[Start of Reading text]

Shekarchi plans to give 50 percent of funds raised by the scramble, more than $15,000, to the Friends. The other half of the money will be split between two other animal rescue groups – SOS Animal Rescue League and Vintage Pet Rescue.
“They do God’s work,” Shekarchi said of the rescue organizations.
While the Warwick Animal Shelter does not bring in dogs from kill shelters that are largely based in the south for adoption, Salvadore said it has a steady stream of strays as well as abandoned cats and dogs. One cat, she said, was dropped off at the shelter after having been found in a hotel room.
The Friends was founded in 2001 and played a significant role in promoting a bond issue that was overwhelmingly approved by voters for the construction of a new animal shelter.
“Whatever the shelter can’t pay, we pay,” said Salvadore bringing nods from Steve and Audrey Snow, who both serve on the Friends’ board of directors.
Among improvements the Friends have underwritten are air conditioning for the room where cats are housed, epoxy flooring for the cat room, and an exterior surveillance system that has put an end to people dumping unwanted animal off at the shelter during night hours.
Salvadore can’t remember how long she’s chaired the Friends’ board, maybe 10 years. But she said the organization is focused on the goal of assisting the shelter and finding homes for the animals.
Following the shutdown, as was experienced across the country, adoptions increased. Salvadore recalls last Christmas Eve being an extraordinary day since all adoptable shelter dogs and cats had been placed in homes. As Salvadore and Kirstin Burdett, a board member of Vintage Pet Rescue, noted, fears that pets would be left after people returned to work have not materialized.
Shekarchi, who adopted his dog from STARS Rescue, was pleased to learn of the news. He plans on sponsoring the scramble next year and raising more funds. He will be looking to spread the wealth with other animal rescue groups.

[End of Reading text]

* **Written request a**: In the article about the animal shelter fundraiser, in what year was the Friends founded?
The article and the records below it are unrelated and should be treated as separate material.

[Start of Given records]

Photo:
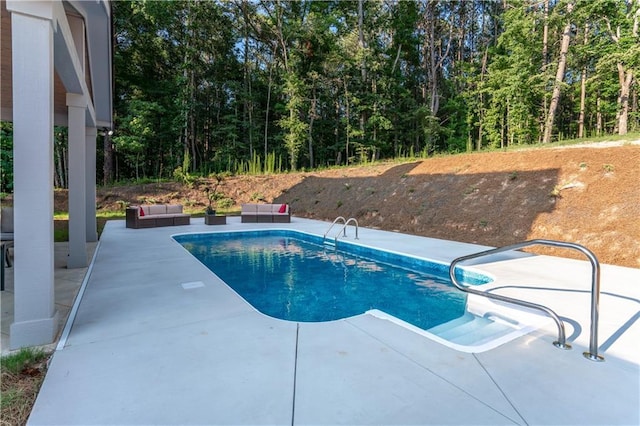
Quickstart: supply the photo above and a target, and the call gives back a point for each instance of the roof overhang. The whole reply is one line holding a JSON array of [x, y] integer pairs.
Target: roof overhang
[[82, 55]]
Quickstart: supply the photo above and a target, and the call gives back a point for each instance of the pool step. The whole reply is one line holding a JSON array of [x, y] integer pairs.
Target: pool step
[[471, 329]]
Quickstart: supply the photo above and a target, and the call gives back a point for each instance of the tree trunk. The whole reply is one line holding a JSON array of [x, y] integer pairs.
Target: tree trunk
[[266, 113], [583, 89], [598, 116], [107, 167], [363, 64], [626, 78], [545, 60], [562, 63]]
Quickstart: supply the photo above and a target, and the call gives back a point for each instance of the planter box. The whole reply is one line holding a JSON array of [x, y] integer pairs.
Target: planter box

[End of Given records]

* **Written request b**: Quote the records from the line containing "of the tree" through the end of the records, including both ends.

* **Complete response a**: 2001

* **Complete response b**:
Quickstart: supply the photo above and a target, and the call gives back a point for each instance of the tree trunk. The whole reply is one line holding a JSON array of [x, y] integer pairs.
Target: tree trunk
[[266, 113], [583, 89], [598, 116], [107, 167], [363, 64], [626, 78], [545, 60], [562, 63]]
Quickstart: supply the photo above and a target, and the call gives back a point for each instance of the planter box. The whole reply is one line holding a JSON array of [x, y] integer pairs.
Target: planter box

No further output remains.